Planetary changes have occurred several times on Earth System, modeling not only its dynamics but also life evolution. Consider the profound impact to Earth System dynamics that came from the emergence of the 3,700-mile planetary scar we know as the East African Rift Valley some eons ago, or how about some 4 million years ago, grasslands began to replace thick forests, and a dramatic pattern emerged in which our ancestors adapted to the unstable environment by the increasingly inventive use of technology and enhanced social cooperation (Dartnell, 2019). Because normally these changes take very long periods, we tend to ignore them from the human perspective, but when talking about planetary-scale technologies these changes could take only a few years.

So, should we be concerned about, for example, the results by Lei et al. (2019) who have shown a suggesting chain of evidence that both ML5.7 and ML5.3 earthquakes from 2018 in Sichuan Province China were induced by nearby Hydraulic Fracking activities? Nevertheless, although these new technologies as fracking should be considered under very high scrutiny, some “old” technologies such as hydraulic engineering, has already proved to have the potential of drive mayor ecosystemic changes. In fact, Williams et al. (2014) identify “Humans as the third evolutionary stage of biosphere engineering of rivers.” For the authors, the first two bio-engineering forces are oxygenic photosynthesis and the development of vascular plants with root systems. Then in third place comes human activities such as drainage, agriculture, the construction of artificial water bodies, the development of artificial water storage and flow regulation structures, and some second-order effects as changes in global-scale chemical and biogeochemical modification of terrestrial water bodies (Meybeck, 2003).

**Instructions:**
(A) Summarize the passage on planetary change and technology in two sentences.
(B) Carry on the passage on planetary change and technology from its last sentence.
The listing below isn't needed for this.

**Supplied material:**
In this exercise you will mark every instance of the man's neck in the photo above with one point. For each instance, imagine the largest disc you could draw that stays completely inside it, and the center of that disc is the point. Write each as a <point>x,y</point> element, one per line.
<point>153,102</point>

**Answers for this exercise:**
(A) Planetary changes like the rise of the East African Rift Valley and the spread of grasslands have shaped both Earth System dynamics and life evolution, and although such changes normally take very long periods, planetary-scale technologies could cause them in only a few years. Evidence suggests that two 2018 earthquakes in Sichuan Province, China, were induced by nearby fracking, while older technologies such as hydraulic engineering have already shown they can drive major ecosystem changes, with humans named the third evolutionary stage of biosphere engineering of rivers.

(B)
Sometimes even small and apparently innocuous technology can add up to produce huge effects, which is the case of human use of chlorofluorocarbons (CFCs) often used in aerosol cans and cooling devices such as fridges, that was demonstrated was the driver of Ozone layer depletion. Discovered using 20 years of ozone levels measurements over the Antarctic stations of Halley and Faraday by Joe Farman, Brian Gardiner, and Jonathan Shanklin, it was published in a foundational paper of 1985 that transformed the fields of atmospheric science and chemical kinetics and led to global changes in environmental policy (Farman et al., 1985; Solomon, 2019). Even “green” technologies could lead to important planetary changes if implemented massively (Kleidon, 2016) as could happen with Eolic energy production that at the end of the day extract kinetic energy out of climatic systems, “Large-scale exploitation of wind energy will inevitably leave an imprint in the atmosphere” (Buchanan, 2011, p. 9).

In the same way I used to think that instead of invest in space we should put our money in ocean exploration or biodiversity monitoring systems developing, which is in fact part of what I’ve being helping to do in México (see https://monitoreo.conabio.gob.mx/)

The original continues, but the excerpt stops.